• _INPUT DATA_:
++++++

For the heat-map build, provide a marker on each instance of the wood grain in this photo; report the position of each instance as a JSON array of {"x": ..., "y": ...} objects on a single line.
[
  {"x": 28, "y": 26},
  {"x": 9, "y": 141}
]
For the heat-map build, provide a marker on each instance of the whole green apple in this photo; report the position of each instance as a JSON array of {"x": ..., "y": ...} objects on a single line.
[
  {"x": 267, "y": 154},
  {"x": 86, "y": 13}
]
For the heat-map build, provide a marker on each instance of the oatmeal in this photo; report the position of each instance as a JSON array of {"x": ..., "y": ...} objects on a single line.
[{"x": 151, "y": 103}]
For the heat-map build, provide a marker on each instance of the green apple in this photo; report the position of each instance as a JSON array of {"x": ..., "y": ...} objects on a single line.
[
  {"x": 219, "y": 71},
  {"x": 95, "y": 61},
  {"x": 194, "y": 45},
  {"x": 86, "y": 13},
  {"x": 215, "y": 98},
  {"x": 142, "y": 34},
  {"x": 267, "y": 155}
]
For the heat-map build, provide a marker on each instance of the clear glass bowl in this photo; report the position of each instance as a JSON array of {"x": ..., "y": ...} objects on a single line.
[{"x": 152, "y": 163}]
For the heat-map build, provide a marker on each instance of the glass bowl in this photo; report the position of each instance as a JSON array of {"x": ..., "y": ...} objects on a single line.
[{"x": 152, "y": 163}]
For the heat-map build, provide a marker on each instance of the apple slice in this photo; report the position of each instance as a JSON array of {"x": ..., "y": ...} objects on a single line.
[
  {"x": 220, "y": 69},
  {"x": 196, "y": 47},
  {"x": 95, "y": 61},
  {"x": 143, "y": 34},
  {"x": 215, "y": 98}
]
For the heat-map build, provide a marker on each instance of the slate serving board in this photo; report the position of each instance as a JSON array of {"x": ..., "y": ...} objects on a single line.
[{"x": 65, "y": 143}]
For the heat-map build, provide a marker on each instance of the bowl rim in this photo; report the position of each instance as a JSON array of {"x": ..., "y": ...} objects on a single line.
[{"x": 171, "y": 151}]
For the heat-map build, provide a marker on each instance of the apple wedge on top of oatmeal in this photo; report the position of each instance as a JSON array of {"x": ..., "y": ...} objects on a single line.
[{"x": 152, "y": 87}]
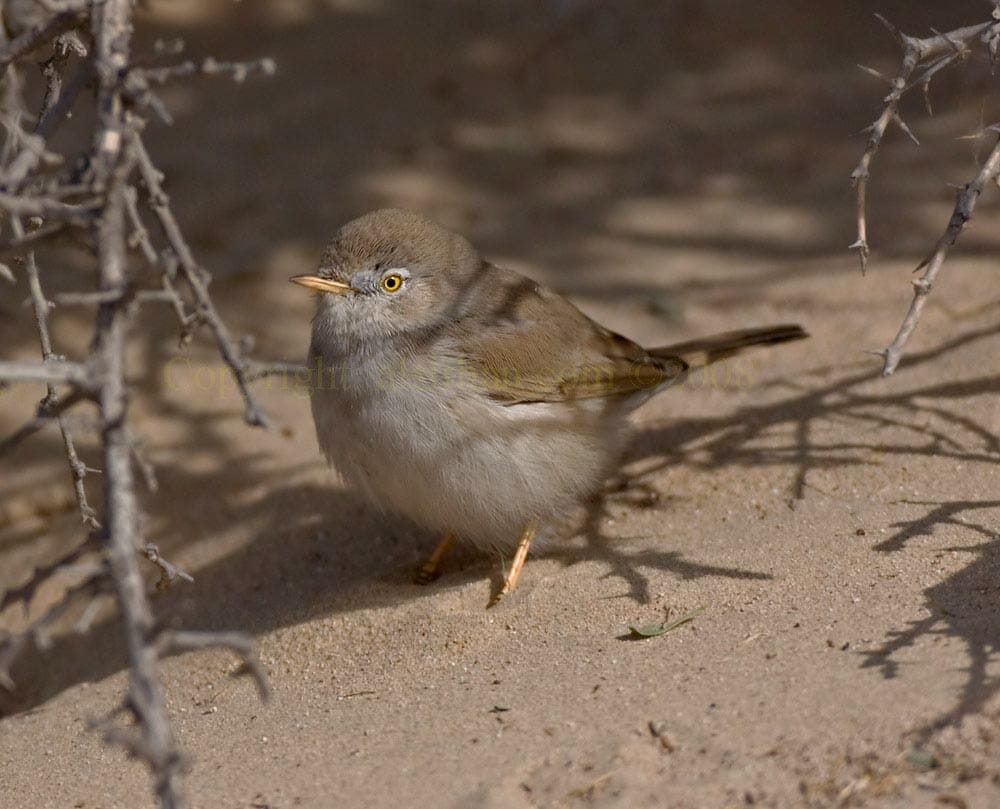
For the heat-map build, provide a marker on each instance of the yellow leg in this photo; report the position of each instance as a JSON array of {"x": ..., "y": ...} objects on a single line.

++++++

• _STATED GOAL_: Rewrite the items from the line containing "the apple wedge" through the end of the items, changing "single line" to "one line" and keeping everything else the same. Leave the pictures out of your answer.

• _RESPONSE_:
For the heat-map build, provide a marker on each instance of the apple wedge on top of oatmeal in this photo; report the position of each instance as a JSON array of {"x": ..., "y": ...} objects on a one line.
[{"x": 152, "y": 87}]
For the heat-map build, provide a marker on each instance of the yellow leg in this photo; report the position of each instance as a JSON array of {"x": ..., "y": ...} objects on a one line.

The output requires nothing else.